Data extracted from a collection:
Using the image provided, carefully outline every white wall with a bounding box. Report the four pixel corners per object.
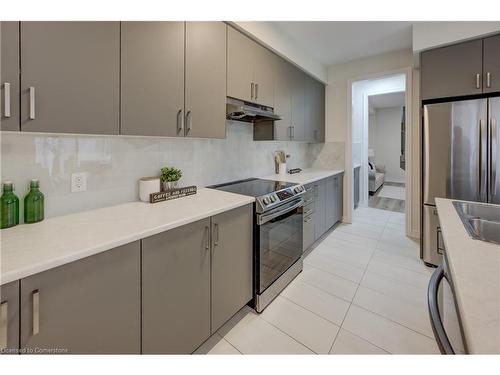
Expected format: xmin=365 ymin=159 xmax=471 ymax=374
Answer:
xmin=0 ymin=121 xmax=312 ymax=220
xmin=412 ymin=21 xmax=500 ymax=52
xmin=368 ymin=107 xmax=405 ymax=183
xmin=325 ymin=49 xmax=412 ymax=142
xmin=230 ymin=21 xmax=328 ymax=83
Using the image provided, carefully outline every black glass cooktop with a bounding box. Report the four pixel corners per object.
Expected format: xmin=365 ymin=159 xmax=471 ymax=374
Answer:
xmin=209 ymin=178 xmax=296 ymax=197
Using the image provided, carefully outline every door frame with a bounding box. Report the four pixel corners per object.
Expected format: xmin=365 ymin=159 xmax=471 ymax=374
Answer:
xmin=343 ymin=66 xmax=414 ymax=237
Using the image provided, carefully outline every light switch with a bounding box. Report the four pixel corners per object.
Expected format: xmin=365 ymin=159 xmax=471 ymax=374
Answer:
xmin=71 ymin=172 xmax=87 ymax=193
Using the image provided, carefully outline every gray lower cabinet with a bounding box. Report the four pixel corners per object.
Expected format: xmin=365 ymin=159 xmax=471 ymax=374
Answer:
xmin=120 ymin=22 xmax=185 ymax=137
xmin=185 ymin=22 xmax=227 ymax=138
xmin=0 ymin=21 xmax=19 ymax=130
xmin=314 ymin=180 xmax=327 ymax=240
xmin=483 ymin=35 xmax=500 ymax=92
xmin=420 ymin=39 xmax=483 ymax=100
xmin=142 ymin=218 xmax=210 ymax=354
xmin=211 ymin=205 xmax=253 ymax=333
xmin=332 ymin=173 xmax=344 ymax=225
xmin=0 ymin=281 xmax=19 ymax=354
xmin=21 ymin=241 xmax=141 ymax=354
xmin=21 ymin=22 xmax=120 ymax=134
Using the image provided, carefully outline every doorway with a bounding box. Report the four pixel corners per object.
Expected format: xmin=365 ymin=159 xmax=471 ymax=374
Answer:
xmin=346 ymin=69 xmax=412 ymax=234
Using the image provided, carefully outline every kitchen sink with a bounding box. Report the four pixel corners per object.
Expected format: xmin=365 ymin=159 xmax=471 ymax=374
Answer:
xmin=453 ymin=201 xmax=500 ymax=244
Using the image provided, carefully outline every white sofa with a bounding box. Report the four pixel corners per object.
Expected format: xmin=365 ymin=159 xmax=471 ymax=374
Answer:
xmin=368 ymin=162 xmax=385 ymax=194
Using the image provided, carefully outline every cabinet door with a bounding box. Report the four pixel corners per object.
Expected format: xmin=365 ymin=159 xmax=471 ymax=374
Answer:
xmin=274 ymin=56 xmax=293 ymax=141
xmin=325 ymin=177 xmax=337 ymax=231
xmin=291 ymin=68 xmax=306 ymax=141
xmin=0 ymin=281 xmax=19 ymax=354
xmin=185 ymin=22 xmax=227 ymax=138
xmin=142 ymin=218 xmax=210 ymax=354
xmin=483 ymin=35 xmax=500 ymax=92
xmin=0 ymin=21 xmax=19 ymax=130
xmin=120 ymin=22 xmax=184 ymax=137
xmin=227 ymin=27 xmax=255 ymax=101
xmin=314 ymin=180 xmax=326 ymax=240
xmin=21 ymin=241 xmax=141 ymax=354
xmin=211 ymin=205 xmax=253 ymax=333
xmin=314 ymin=81 xmax=325 ymax=143
xmin=21 ymin=22 xmax=120 ymax=134
xmin=420 ymin=40 xmax=483 ymax=100
xmin=332 ymin=174 xmax=342 ymax=225
xmin=253 ymin=43 xmax=274 ymax=107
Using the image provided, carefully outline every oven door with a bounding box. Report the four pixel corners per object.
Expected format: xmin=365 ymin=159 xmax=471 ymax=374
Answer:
xmin=255 ymin=198 xmax=303 ymax=294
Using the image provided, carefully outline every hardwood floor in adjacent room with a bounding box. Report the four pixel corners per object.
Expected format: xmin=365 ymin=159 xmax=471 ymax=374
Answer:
xmin=368 ymin=182 xmax=405 ymax=212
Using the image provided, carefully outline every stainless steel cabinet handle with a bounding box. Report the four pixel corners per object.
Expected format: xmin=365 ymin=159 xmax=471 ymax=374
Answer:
xmin=3 ymin=82 xmax=10 ymax=118
xmin=31 ymin=289 xmax=40 ymax=336
xmin=0 ymin=301 xmax=9 ymax=350
xmin=205 ymin=226 xmax=210 ymax=250
xmin=186 ymin=111 xmax=193 ymax=135
xmin=490 ymin=117 xmax=498 ymax=197
xmin=427 ymin=265 xmax=455 ymax=354
xmin=214 ymin=223 xmax=219 ymax=246
xmin=30 ymin=86 xmax=35 ymax=120
xmin=177 ymin=109 xmax=184 ymax=134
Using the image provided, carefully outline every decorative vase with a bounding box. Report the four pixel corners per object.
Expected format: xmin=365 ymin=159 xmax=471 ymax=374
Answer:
xmin=161 ymin=180 xmax=179 ymax=191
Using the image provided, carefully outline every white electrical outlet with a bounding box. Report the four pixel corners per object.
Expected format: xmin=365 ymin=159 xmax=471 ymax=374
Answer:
xmin=71 ymin=172 xmax=87 ymax=193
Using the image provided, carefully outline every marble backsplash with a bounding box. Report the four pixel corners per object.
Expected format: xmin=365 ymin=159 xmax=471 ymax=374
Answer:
xmin=1 ymin=121 xmax=332 ymax=220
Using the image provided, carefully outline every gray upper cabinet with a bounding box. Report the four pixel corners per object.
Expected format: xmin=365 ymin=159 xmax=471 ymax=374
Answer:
xmin=21 ymin=22 xmax=120 ymax=134
xmin=483 ymin=35 xmax=500 ymax=92
xmin=0 ymin=281 xmax=19 ymax=354
xmin=274 ymin=56 xmax=293 ymax=141
xmin=142 ymin=218 xmax=210 ymax=354
xmin=420 ymin=40 xmax=483 ymax=100
xmin=211 ymin=205 xmax=253 ymax=333
xmin=0 ymin=22 xmax=19 ymax=130
xmin=227 ymin=27 xmax=274 ymax=107
xmin=291 ymin=68 xmax=307 ymax=141
xmin=227 ymin=27 xmax=255 ymax=101
xmin=21 ymin=241 xmax=141 ymax=354
xmin=304 ymin=76 xmax=325 ymax=142
xmin=185 ymin=22 xmax=227 ymax=138
xmin=121 ymin=22 xmax=184 ymax=137
xmin=254 ymin=43 xmax=274 ymax=107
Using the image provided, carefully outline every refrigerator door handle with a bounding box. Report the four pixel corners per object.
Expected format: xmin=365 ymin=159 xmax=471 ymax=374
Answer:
xmin=478 ymin=119 xmax=489 ymax=201
xmin=490 ymin=117 xmax=497 ymax=197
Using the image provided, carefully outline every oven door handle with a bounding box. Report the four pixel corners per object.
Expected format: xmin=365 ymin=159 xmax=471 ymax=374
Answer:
xmin=257 ymin=199 xmax=304 ymax=225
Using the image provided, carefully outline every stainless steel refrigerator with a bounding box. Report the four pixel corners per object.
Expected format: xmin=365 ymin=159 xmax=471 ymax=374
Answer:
xmin=421 ymin=97 xmax=500 ymax=265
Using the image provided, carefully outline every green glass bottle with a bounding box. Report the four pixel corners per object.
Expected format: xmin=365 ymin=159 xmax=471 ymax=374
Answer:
xmin=24 ymin=180 xmax=44 ymax=224
xmin=0 ymin=181 xmax=19 ymax=229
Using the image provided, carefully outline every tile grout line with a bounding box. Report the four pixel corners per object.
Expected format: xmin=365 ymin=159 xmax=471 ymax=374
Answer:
xmin=328 ymin=212 xmax=389 ymax=353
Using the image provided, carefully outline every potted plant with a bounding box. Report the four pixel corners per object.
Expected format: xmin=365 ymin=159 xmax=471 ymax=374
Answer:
xmin=160 ymin=167 xmax=182 ymax=191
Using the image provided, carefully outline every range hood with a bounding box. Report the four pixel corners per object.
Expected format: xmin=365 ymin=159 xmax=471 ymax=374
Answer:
xmin=226 ymin=97 xmax=281 ymax=123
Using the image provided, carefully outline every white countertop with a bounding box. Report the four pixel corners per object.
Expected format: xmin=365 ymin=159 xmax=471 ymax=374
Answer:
xmin=261 ymin=169 xmax=344 ymax=185
xmin=0 ymin=188 xmax=255 ymax=284
xmin=436 ymin=198 xmax=500 ymax=354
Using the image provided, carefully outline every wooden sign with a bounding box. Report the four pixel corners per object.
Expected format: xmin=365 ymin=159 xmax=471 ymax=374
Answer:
xmin=149 ymin=186 xmax=196 ymax=203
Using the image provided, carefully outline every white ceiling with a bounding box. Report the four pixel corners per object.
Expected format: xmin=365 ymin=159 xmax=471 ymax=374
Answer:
xmin=368 ymin=91 xmax=405 ymax=108
xmin=269 ymin=21 xmax=412 ymax=66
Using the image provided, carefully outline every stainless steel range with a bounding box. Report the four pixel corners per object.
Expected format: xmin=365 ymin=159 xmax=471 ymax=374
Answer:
xmin=211 ymin=178 xmax=305 ymax=312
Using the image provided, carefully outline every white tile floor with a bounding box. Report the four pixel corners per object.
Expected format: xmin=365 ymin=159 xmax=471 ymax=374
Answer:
xmin=196 ymin=207 xmax=438 ymax=354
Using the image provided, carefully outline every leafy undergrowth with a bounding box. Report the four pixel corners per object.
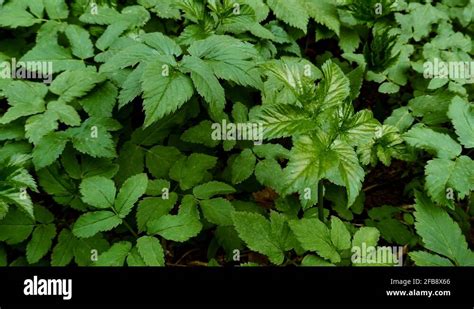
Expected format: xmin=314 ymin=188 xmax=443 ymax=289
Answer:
xmin=0 ymin=0 xmax=474 ymax=266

• **EXERCISE DETAILS**
Recast the stretch of data from the line containing "Using the image provided, carefully outline every leafy" through the end of the data as a two-column CSV headed text and answer, with one row for each text and its answer, every field quoted and line breaks turned into spaces. Omit the pictures.

• **ANSWER TO THIS TASK**
text,answer
"Using the image provided, carefully outline every leafy undergrowth with a bounding box. Report the four pixel corners per object. Expected format: xmin=314 ymin=188 xmax=443 ymax=289 Answer:","xmin=0 ymin=0 xmax=474 ymax=266"